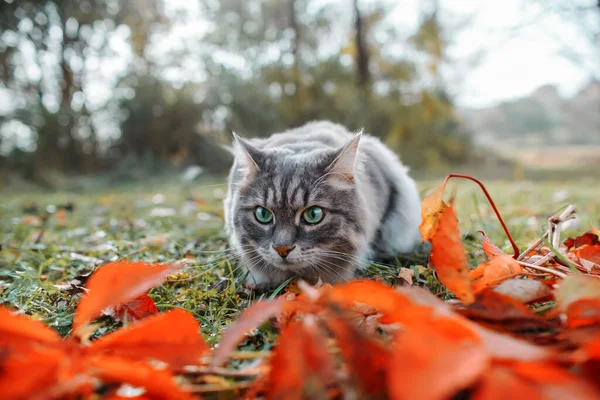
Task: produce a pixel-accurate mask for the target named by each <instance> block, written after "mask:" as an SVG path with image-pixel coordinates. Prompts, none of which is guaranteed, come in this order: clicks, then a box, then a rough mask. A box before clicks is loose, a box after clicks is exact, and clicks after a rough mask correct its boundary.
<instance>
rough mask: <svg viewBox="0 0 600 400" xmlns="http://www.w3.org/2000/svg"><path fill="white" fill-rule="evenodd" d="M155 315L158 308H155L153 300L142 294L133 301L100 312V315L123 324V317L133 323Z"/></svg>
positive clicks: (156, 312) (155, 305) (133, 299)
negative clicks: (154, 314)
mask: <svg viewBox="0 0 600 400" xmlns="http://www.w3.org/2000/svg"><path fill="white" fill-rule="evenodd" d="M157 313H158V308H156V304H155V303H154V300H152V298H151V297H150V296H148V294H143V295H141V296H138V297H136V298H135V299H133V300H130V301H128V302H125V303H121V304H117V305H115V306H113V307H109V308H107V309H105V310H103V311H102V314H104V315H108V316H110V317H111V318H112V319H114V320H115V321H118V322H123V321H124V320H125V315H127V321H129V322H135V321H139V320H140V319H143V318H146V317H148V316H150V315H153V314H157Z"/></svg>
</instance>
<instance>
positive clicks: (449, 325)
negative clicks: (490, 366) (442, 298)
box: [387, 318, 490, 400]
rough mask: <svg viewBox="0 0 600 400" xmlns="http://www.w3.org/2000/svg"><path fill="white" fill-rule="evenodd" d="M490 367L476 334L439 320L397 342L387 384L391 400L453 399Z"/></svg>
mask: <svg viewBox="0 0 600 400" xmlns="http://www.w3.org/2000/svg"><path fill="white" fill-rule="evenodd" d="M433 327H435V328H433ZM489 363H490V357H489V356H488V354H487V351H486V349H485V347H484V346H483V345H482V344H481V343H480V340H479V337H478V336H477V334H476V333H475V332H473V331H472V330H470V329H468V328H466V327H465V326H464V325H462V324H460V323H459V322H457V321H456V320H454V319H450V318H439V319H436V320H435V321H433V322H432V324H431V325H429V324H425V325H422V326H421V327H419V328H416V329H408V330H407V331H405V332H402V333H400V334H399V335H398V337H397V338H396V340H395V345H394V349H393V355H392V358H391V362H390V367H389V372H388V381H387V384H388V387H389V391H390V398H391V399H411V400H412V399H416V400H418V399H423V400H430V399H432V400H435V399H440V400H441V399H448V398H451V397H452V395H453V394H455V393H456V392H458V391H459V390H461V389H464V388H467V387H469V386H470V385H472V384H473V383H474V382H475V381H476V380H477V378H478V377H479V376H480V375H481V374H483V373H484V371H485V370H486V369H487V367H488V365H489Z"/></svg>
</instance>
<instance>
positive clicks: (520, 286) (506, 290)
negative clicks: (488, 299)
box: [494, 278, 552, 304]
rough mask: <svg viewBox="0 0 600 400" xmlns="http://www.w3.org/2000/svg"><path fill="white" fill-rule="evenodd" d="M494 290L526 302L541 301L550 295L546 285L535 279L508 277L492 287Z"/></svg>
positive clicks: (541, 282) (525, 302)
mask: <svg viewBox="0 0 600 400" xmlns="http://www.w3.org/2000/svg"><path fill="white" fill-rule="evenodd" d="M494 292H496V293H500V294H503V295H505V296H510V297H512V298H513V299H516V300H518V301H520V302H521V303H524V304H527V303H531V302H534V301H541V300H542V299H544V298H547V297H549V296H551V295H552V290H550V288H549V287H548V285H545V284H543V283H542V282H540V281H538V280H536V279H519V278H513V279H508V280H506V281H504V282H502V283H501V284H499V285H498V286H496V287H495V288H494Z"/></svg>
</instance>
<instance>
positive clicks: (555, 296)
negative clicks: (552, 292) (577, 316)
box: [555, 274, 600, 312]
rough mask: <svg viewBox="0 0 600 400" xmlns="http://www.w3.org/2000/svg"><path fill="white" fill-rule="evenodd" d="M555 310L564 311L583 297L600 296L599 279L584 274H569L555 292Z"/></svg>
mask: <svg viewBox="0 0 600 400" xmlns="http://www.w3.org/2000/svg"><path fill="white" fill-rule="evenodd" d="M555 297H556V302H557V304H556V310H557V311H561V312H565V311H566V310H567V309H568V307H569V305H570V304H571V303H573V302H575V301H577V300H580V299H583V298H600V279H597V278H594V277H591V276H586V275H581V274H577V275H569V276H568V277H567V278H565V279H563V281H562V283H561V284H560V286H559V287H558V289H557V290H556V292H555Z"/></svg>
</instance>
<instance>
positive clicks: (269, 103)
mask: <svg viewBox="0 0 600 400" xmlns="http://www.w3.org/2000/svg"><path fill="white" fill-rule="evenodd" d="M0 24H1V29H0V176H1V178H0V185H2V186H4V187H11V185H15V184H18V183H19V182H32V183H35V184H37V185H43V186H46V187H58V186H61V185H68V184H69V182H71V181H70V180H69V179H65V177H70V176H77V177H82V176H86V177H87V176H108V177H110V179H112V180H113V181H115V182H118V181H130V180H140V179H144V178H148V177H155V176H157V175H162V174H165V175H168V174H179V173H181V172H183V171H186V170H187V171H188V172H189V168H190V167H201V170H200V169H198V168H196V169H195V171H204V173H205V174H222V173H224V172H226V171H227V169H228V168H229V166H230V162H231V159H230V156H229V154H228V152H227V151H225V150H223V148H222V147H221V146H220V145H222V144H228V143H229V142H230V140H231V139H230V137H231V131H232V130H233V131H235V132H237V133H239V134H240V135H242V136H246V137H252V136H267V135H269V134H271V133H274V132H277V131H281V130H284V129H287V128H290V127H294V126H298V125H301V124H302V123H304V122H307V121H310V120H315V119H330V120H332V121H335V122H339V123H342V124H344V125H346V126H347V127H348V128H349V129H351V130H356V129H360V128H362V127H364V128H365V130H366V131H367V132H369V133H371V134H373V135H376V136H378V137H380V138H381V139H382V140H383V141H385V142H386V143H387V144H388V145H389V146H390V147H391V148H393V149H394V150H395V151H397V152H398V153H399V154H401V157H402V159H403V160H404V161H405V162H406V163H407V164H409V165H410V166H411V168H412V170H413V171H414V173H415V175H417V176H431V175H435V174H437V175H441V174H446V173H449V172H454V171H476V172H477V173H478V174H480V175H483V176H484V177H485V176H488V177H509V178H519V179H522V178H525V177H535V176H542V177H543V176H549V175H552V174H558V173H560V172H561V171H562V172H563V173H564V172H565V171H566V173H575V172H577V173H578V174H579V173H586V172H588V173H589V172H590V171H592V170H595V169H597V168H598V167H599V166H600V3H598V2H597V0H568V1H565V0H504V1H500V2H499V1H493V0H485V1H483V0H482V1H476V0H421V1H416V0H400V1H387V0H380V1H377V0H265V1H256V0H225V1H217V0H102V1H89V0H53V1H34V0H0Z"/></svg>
• • • • • • •
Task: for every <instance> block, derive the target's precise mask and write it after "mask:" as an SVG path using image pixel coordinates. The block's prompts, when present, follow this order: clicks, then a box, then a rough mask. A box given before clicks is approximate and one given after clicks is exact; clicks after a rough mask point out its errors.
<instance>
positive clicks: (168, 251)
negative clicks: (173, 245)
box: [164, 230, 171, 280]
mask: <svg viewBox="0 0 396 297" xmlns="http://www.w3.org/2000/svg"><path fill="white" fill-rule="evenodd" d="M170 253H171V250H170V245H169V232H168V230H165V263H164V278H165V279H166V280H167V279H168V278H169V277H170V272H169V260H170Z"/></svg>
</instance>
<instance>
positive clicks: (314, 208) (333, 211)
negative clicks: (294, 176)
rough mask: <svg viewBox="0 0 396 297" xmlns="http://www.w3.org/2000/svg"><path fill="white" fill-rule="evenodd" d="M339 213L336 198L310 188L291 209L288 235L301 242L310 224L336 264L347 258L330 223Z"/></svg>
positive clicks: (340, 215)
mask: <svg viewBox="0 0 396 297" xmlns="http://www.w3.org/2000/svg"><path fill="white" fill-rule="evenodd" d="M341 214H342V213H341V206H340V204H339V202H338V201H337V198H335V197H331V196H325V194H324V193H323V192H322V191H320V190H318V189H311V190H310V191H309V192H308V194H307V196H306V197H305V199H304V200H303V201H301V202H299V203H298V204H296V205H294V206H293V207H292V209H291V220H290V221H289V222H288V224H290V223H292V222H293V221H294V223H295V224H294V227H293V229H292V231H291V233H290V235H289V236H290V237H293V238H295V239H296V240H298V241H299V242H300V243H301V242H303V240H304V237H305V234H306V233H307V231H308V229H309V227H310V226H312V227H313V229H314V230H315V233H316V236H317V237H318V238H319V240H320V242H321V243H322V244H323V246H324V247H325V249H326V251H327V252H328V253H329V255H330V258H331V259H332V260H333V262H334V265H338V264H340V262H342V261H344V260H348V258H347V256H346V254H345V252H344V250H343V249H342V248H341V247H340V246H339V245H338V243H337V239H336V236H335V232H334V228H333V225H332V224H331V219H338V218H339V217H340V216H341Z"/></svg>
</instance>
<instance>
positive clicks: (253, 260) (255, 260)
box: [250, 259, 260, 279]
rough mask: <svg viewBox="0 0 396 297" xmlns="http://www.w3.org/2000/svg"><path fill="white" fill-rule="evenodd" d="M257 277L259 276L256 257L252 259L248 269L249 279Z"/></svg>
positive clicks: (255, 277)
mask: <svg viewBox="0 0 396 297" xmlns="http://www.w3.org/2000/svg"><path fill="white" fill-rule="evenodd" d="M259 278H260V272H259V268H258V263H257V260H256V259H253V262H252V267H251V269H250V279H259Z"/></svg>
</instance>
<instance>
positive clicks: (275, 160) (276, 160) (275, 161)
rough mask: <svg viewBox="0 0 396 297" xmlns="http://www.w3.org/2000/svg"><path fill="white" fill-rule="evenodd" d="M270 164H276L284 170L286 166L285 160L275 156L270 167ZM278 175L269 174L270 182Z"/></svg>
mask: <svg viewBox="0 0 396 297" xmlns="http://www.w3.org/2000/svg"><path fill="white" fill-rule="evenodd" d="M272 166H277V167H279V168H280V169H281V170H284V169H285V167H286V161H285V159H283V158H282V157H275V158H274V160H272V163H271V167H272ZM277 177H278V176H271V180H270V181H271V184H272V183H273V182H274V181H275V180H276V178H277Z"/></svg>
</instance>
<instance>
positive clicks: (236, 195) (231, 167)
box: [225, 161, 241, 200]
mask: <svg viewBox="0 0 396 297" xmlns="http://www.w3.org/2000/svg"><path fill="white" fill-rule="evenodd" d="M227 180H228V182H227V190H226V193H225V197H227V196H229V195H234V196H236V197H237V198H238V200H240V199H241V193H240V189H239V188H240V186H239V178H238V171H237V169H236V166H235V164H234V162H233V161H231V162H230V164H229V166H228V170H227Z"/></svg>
• • • • • • •
**WHAT THE TASK ASKS**
Copy out the data between the line containing "Task: produce a" and the line containing "positive clicks: (156, 312)", inclusive, reproducing each line character for character.

**EXERCISE RESPONSE**
Task: produce a pixel-accurate mask for the target named by each <instance> block, written after "mask:" as an SVG path with image-pixel coordinates. Prompts, none of which is guaranteed, come in this order: clicks, then a box, then a rough mask. A box before clicks is loose, a box after clicks is exact, and clicks after a rough mask correct its boundary.
<instance>
rough mask: <svg viewBox="0 0 600 400" xmlns="http://www.w3.org/2000/svg"><path fill="white" fill-rule="evenodd" d="M155 315L158 308H155L153 300L142 294L133 301L100 312V315L123 324V317L133 323Z"/></svg>
positive clicks: (156, 312) (155, 305) (133, 299)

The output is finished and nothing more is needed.